■ Set exercise
Write out the part of the listing below that starts at the line containing "Return one point per instance of the wet" and ends at the final line of the listing, leaving out the pictures.

■ Location identification items
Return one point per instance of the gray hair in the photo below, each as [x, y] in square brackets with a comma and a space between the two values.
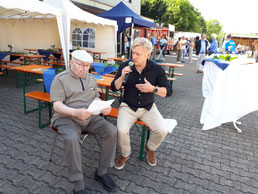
[144, 42]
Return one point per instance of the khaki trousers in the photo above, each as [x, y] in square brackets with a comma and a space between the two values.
[201, 57]
[152, 118]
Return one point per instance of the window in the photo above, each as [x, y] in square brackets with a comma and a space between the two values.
[89, 38]
[77, 37]
[84, 37]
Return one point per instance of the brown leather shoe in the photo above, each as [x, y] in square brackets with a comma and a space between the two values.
[151, 158]
[120, 162]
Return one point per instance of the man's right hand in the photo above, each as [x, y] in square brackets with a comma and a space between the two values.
[125, 70]
[82, 114]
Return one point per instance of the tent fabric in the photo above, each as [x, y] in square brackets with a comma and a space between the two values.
[120, 12]
[26, 8]
[63, 10]
[71, 12]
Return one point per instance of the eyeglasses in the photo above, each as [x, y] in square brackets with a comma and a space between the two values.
[81, 65]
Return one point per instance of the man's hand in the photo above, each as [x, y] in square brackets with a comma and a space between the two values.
[125, 70]
[82, 113]
[146, 87]
[106, 111]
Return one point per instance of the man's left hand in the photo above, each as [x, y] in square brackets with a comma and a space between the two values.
[106, 111]
[146, 87]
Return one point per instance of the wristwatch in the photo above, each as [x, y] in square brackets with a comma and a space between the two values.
[155, 90]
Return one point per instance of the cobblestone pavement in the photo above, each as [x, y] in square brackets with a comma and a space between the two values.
[189, 161]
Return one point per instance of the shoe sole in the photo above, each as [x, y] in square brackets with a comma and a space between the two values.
[119, 168]
[151, 163]
[104, 186]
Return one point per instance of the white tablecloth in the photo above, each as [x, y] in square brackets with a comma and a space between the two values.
[229, 94]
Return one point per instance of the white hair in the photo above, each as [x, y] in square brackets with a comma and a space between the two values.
[144, 42]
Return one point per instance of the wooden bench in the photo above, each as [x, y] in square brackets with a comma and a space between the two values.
[14, 62]
[6, 68]
[43, 99]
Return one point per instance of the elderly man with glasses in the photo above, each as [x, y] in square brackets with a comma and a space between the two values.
[72, 92]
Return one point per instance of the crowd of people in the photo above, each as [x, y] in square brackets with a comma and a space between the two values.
[185, 46]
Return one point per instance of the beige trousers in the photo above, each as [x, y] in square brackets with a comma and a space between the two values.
[201, 57]
[152, 118]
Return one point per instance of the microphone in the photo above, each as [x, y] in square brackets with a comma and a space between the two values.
[127, 75]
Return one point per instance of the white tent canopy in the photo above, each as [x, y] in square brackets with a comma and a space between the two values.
[72, 12]
[63, 10]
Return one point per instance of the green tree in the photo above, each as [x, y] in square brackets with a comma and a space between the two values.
[180, 13]
[213, 26]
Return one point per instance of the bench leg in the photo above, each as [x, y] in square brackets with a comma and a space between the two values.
[50, 159]
[40, 107]
[142, 143]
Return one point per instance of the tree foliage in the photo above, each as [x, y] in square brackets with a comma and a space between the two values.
[213, 26]
[180, 13]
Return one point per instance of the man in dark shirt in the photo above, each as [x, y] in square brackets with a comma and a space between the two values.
[145, 79]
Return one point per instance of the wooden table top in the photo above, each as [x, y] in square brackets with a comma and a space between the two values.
[32, 68]
[31, 50]
[106, 82]
[38, 69]
[171, 65]
[28, 55]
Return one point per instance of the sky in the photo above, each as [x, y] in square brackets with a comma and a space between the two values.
[236, 16]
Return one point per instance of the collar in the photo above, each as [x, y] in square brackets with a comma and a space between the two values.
[149, 66]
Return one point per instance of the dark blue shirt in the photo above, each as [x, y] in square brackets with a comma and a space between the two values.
[135, 99]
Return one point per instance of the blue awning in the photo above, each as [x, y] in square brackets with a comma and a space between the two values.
[121, 12]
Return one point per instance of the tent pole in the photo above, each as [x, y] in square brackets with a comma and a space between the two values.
[130, 45]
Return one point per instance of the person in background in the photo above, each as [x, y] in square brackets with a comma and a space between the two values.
[179, 50]
[190, 49]
[253, 46]
[72, 91]
[197, 38]
[127, 46]
[146, 79]
[201, 52]
[154, 43]
[183, 43]
[163, 44]
[214, 45]
[230, 45]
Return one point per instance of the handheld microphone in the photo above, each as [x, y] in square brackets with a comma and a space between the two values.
[127, 75]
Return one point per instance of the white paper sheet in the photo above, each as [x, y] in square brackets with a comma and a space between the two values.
[98, 105]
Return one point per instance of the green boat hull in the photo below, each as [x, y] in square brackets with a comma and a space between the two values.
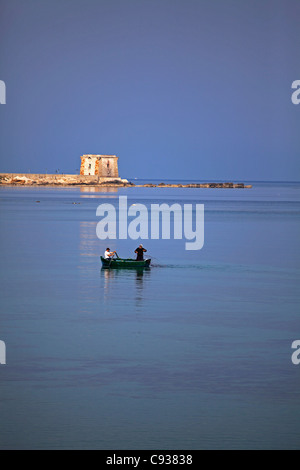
[124, 263]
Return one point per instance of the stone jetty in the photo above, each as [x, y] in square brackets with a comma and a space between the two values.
[31, 179]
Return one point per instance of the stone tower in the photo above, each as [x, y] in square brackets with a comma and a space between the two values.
[104, 166]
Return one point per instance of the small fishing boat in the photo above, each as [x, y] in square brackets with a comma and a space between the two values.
[124, 263]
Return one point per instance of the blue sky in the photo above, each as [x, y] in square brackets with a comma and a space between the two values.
[194, 89]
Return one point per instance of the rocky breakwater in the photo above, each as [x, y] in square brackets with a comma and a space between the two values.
[196, 185]
[28, 179]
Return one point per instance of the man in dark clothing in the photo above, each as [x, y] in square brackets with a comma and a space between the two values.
[140, 253]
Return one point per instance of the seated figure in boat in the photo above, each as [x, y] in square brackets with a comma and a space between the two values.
[140, 253]
[109, 254]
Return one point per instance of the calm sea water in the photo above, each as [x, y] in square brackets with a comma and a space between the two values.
[194, 353]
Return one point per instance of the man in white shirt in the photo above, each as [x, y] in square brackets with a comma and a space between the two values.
[109, 254]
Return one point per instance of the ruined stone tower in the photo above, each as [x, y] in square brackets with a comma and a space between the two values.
[104, 166]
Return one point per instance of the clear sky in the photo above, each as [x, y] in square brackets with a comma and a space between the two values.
[194, 89]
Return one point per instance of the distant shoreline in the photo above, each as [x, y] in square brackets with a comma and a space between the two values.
[32, 179]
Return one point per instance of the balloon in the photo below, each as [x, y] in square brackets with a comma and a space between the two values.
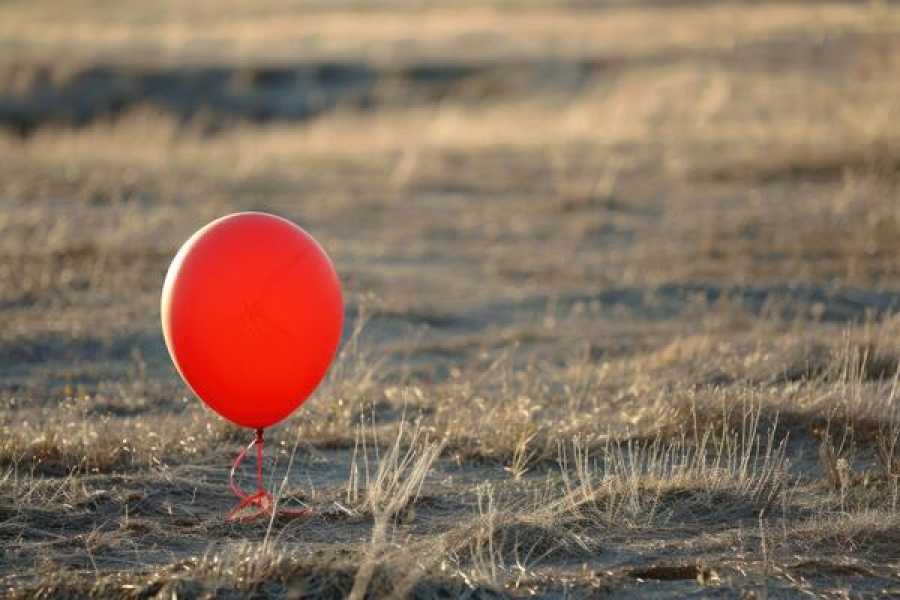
[252, 314]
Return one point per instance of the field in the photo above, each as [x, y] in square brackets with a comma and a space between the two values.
[622, 283]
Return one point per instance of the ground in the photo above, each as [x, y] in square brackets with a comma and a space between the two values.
[622, 282]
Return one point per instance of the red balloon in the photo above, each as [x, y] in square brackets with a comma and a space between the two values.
[252, 314]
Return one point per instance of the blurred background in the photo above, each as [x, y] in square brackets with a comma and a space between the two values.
[474, 168]
[558, 224]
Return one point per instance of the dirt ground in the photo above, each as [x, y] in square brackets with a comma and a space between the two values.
[622, 281]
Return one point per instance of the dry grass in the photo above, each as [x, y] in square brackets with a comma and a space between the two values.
[622, 294]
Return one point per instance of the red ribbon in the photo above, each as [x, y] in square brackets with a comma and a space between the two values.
[261, 499]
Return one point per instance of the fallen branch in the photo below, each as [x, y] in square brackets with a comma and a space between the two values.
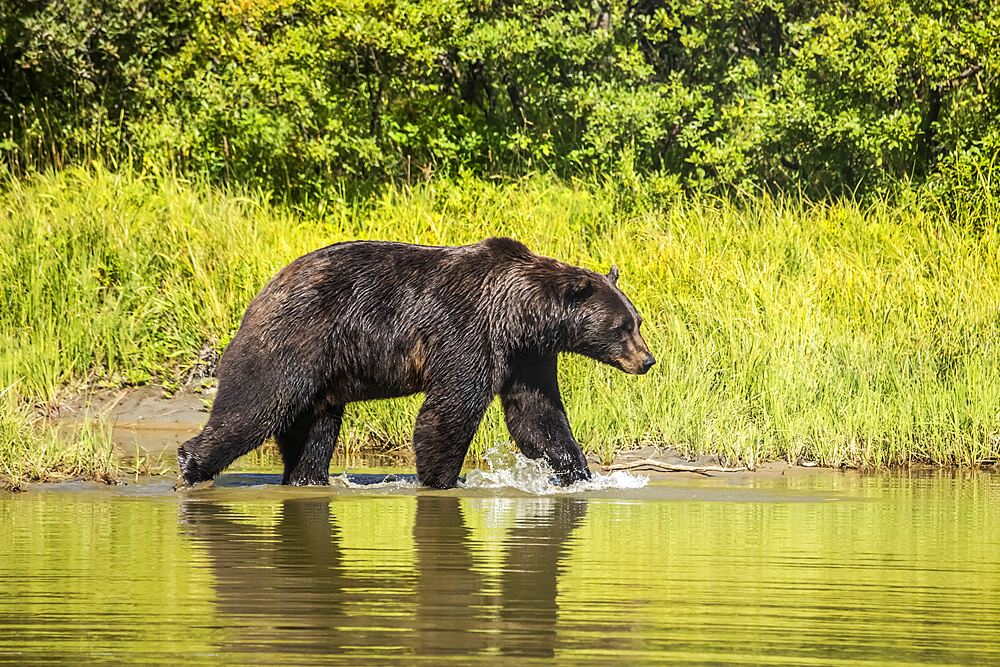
[669, 467]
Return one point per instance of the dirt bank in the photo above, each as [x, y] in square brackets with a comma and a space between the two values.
[150, 422]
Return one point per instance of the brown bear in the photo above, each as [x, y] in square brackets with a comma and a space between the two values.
[366, 320]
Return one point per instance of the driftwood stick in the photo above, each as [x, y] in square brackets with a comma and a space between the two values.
[669, 467]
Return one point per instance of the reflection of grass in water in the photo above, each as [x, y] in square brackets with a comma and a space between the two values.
[831, 332]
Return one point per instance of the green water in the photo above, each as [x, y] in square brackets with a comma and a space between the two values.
[825, 569]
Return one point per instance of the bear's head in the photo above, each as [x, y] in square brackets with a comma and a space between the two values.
[603, 323]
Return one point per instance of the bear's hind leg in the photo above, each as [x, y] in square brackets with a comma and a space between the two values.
[308, 444]
[537, 420]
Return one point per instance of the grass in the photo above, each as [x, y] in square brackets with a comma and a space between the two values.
[835, 332]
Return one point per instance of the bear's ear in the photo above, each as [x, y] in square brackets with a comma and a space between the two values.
[613, 275]
[578, 289]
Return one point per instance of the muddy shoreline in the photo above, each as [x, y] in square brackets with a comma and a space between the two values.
[151, 422]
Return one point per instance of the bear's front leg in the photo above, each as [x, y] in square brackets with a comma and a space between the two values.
[308, 444]
[445, 425]
[537, 420]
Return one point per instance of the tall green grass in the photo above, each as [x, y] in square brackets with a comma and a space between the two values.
[831, 332]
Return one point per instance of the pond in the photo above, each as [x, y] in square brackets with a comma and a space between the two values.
[825, 568]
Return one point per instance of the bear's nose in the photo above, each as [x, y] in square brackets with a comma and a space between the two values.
[647, 363]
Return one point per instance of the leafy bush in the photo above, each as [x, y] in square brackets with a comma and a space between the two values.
[827, 97]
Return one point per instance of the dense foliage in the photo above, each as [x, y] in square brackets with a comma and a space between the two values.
[826, 96]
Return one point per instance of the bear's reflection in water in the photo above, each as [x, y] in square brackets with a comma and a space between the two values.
[290, 587]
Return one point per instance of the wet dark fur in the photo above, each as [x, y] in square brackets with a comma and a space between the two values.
[368, 320]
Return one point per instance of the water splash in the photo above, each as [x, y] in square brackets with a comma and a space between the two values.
[511, 469]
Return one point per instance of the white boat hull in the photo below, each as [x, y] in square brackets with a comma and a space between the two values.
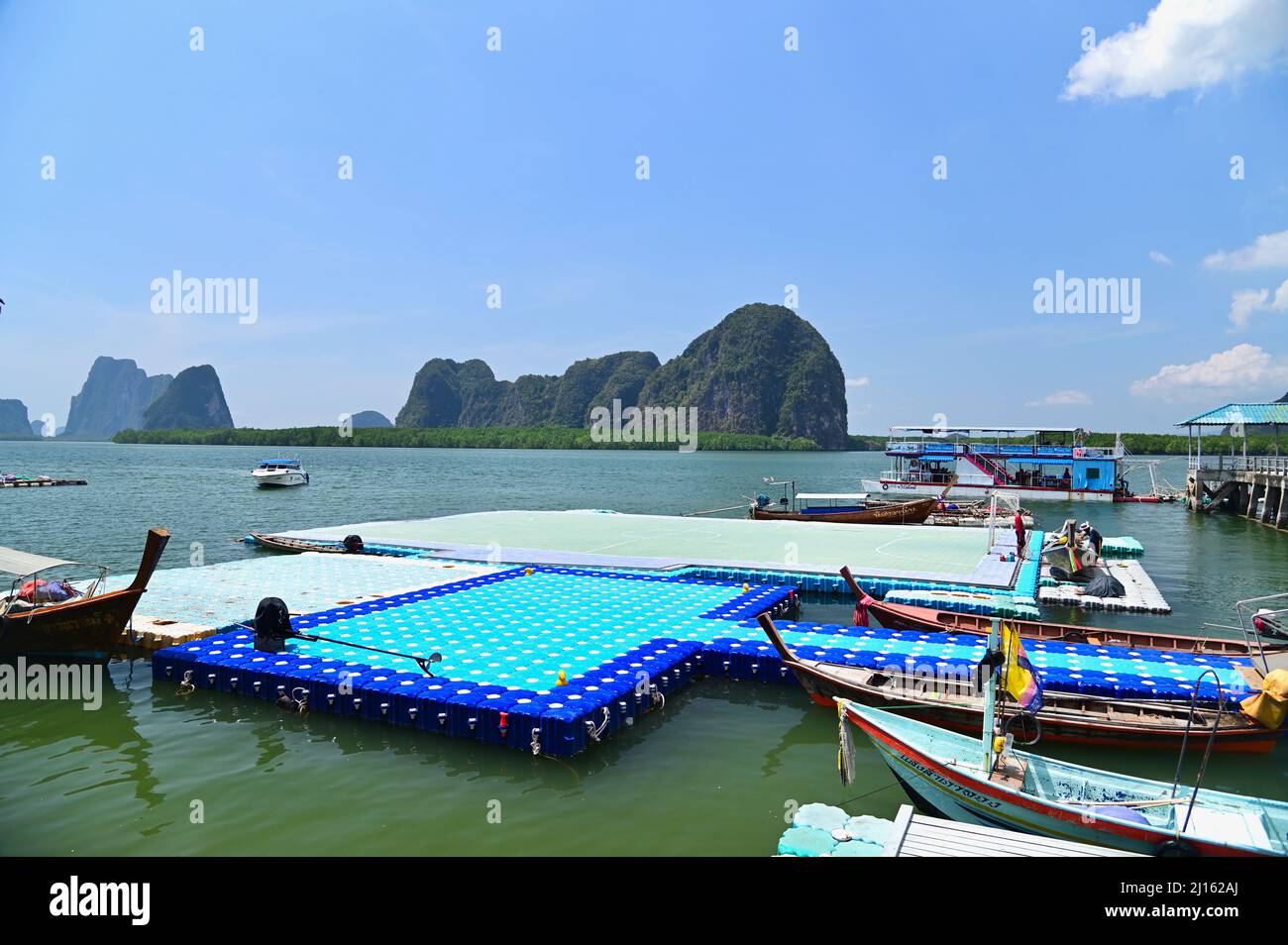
[279, 477]
[893, 486]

■ Written solution
Return one point per instance of the wet dark fur in the photo above, each as [x, y] in square brackets with a comma and a space between the two values.
[368, 320]
Return one point per instance of the water splash in the photo above, each as [x, y] in square brackets with a comma and a space between the two values.
[511, 469]
Return one point per instance of the white boat hull in the photo below, each as [x, y] in square brackets with a comma and a space between the two values.
[279, 477]
[893, 486]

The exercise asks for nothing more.